**REQUIREMENT 1:** Write out the passage of the forum thread on NLS files and filename characters starting with "there must be something" and going on through "u16 cp2u(cp)".
**REQUIREMENT 2:** In the forum thread on NLS files and filename characters, what file size is given for cp_1251.nls?
**REQUIREMENT 3:** Continue the forum thread on NLS files and filename characters from its last line.

NLS .vs. Invalid chars for LFN

**Joseph_sw** · February 21, 2009

from varios post, it said that meddling with .nls & fiddling with NLS\Codepage\ACP key in registry may allow file with 'invalid character' to be created / accessed.

i tried by changing ACP value from 1252 to 1251, then i tried to create a file with Alt-0129, Alt-0141 to Alt-0144, Alt-1057, Alt-0128 character in it, looks like windows doesn't complain as it usualy do.

since it seems work, i tried to install a Japanse game which normaly refuse the installation as it create folder / filename that contain rejected characters (those Alt-####), it was a success, i can even play it on my english win98SE now.

...

however, if i keep ACP value to 1252, but copied cp_1251.nls into cp_1252.nls instead, (i backup the original cp_1252.nls, of course)

english win98SE, will again refuse such invalid characters in filename.

on flip side, i also tried the other way arround, set ACP to 1251, copy original cp_1252.nls from win98SE cabs into cp_1251.nls in SYSTEM directory,

and as i guessed, i can created such file using that 'invalid characters'.

how come?

there must be something else that dictates which (ASCII)character that considered to be legal as LFN entries...

Edited February 21, 2009 by Joseph_sw

**Joseph_sw** · February 24, 2009

it seems, setting ACP to 1251 not really a perfect solution, as with it, character Alt-0152 can't be used in file name (such character can be used while ACP was 1252)

based on very informative post by SlugFiller, i create a simple program to check wether CodePage -> Unicode -> Codepage conversion was correct on cp_1252.nls & cp_1251.nls

the program somehow like this:

u16 cp2u(cp)
{
  return codepage_to_unicode_datastruct[cp];
}

u16 u2cp(uni)
{
  pass_1st = uni >> 8;
  pass_2nd = (uni >> 4) & 0xF;
  pass_3rd = uni & 0xF;

  pass_2nd += unicode_to_codepage_datastruct[pass_1st];
  pass_3rd += unicode_to_codepage_datastruct[pass_2nd];
  return unicode_to_codepage_datastruct[pass_3rd];
}

check
{
   for (a=0;a++;a<256)
  {
	u = cp2u(a);
	c = u2cp(u);  
	if (a<>c)
	 {
	   // show pop-up & stuff
	 }
  }
}

i runs codepage indices {a} from 0 to 255 throughly to check wether resulted codepage {c} back from converted to unicode {u} was different somewhat,

both cp_1252.nls & cp_1251.nls result said for each of all 256 the value of {c} will equal to {a}.

so, if not from the cp_nnnn.nls files, from where or how did win98SE, declare such characters considered illegal in file name for certain codepage settings?

i want all character alt-0127 to alt-0255 can be used for file name.... (if possible, while keeping ACP as 1252)

**Tihiy** · February 24, 2009

I'm pretty sure it's in nls files.

**Joseph_sw** · February 25, 2009

i think there must be more than just .nls files

i try something like this:

Copy cp_1251.nls (size = 6,926 bytes) to cp_1299.nls on %windir%\system directory.

Apply these registry

REGEDIT4

[HKEY_LOCAL_MACHINE\System\CurrentControlSet\Control\Nls\Codepage]
"1299"="cp_1299.nls"
"ACP"="1299"

then restart

try to rename / create filename with alt-0129, alt-0141, alt-0142, alt-0143, alt-0144, alt-0152, alt-0157, alt-0158
the result only alt-0152 can be used as filename.

**MATERIAL SHOWN:**

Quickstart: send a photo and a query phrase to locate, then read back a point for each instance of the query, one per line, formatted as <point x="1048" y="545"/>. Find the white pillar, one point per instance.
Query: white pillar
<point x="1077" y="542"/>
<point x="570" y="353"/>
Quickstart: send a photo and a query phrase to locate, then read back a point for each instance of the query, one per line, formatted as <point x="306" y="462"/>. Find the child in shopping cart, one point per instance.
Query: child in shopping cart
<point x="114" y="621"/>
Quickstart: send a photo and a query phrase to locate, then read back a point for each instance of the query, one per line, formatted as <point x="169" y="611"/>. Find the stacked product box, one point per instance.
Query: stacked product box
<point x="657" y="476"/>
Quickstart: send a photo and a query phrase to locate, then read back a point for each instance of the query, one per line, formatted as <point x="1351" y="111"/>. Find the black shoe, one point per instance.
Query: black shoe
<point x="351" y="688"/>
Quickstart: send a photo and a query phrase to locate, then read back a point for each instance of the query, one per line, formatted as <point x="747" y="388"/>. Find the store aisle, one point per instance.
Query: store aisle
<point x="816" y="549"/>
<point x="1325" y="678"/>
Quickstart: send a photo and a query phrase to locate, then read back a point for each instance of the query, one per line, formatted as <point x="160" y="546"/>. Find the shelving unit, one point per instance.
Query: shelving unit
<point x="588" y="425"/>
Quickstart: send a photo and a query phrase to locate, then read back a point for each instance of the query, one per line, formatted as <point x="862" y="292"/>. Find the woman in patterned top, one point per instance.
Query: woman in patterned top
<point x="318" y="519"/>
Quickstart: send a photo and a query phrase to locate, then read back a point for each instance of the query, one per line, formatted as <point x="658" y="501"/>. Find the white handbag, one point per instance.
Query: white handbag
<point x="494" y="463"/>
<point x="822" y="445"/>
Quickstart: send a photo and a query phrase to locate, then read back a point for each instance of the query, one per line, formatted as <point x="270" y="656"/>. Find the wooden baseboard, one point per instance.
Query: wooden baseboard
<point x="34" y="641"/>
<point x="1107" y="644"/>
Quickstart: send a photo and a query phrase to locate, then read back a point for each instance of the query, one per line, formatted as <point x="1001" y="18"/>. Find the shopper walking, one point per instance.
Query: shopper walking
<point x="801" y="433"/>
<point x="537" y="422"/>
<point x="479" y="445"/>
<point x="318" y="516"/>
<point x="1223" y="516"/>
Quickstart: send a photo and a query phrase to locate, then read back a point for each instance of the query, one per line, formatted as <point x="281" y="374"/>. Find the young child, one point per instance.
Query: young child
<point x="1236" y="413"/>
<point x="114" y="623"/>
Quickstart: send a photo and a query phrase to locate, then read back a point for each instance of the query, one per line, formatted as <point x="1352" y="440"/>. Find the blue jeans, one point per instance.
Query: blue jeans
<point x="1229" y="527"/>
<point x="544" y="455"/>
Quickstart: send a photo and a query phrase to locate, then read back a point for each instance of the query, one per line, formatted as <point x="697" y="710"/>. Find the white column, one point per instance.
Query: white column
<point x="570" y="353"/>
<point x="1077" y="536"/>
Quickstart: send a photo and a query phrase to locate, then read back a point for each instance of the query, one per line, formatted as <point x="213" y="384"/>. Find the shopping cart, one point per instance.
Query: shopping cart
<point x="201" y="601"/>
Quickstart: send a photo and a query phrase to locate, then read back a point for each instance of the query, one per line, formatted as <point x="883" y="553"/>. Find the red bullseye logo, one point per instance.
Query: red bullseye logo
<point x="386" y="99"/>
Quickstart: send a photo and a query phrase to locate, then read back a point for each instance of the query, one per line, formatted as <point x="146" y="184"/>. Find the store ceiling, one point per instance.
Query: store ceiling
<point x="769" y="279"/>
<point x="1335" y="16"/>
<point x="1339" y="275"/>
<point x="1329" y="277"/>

**TASK RESULT 1:**
there must be something else that dictates which (ASCII)character that considered to be legal as LFN entries...

Edited February 21, 2009 by Joseph_sw

**Joseph_sw** · February 24, 2009

it seems, setting ACP to 1251 not really a perfect solution, as with it, character Alt-0152 can't be used in file name (such character can be used while ACP was 1252)

based on very informative post by SlugFiller, i create a simple program to check wether CodePage -> Unicode -> Codepage conversion was correct on cp_1252.nls & cp_1251.nls

the program somehow like this:

u16 cp2u(cp)

**TASK RESULT 2:** 6,926 bytes

**TASK RESULT 3:**
now for second part of the test, this time i apply this registry

[HKEY_LOCAL_MACHINE\System\CurrentControlSet\Control\Nls\Codepage]
"ACP"="1251"

then restart

try to rename / create filename with alt-0129, alt-0141, alt-0142, alt-0143, alt-0144, alt-0152, alt-0157, alt-0158
the result was DIFFERENT, this time only alt-0152 that can not be used as filename.

despite using binary wise, same .nls files, the result was diferent, depending on ACP values on registry.

Edited February 25, 2009 by Joseph_sw

**Chozo4** · April 18, 2009

I know it's slightly older of a topic but didn't see the point in making a whole new one as I'd thought this somewhat relevant.

I've tried the methods listed here but couldn't seem to copy certain files in the japanese language character set. Changing the Active Code Page (ACP) to 1251 did not seem to rectify the issue, nor did changing the ACP to 932 (Japanese NLS). However, after a lil fiddling around - I'd noticed the key 'OEMCP' and matched the ACP to that (CP_432.nls).

Needless to say, I was then able to copy over these files using the japanese subset even though most of the characters were listed by explorer as other random characters. The only side effect I'd noticed offhand were those items named using the ALT+0160 character (for 'label-less' icons) had their name changed to an 'a' or were simply accessable. Changing the names using the old character set rectified the issue. Then again, alt+0160 shouldn't have been used anyway as some disk scanners do not like that due to lack of dos accessibility. Better solution for this would be to make real label-less icons using the CLSID and Desktop Namespace sections of the registry.

**Drugwash** · April 19, 2009

I renamed 'My Computer' to ALT+0160 years ago and the system's still up and running.

Haven't been fiddling with changing codepages though.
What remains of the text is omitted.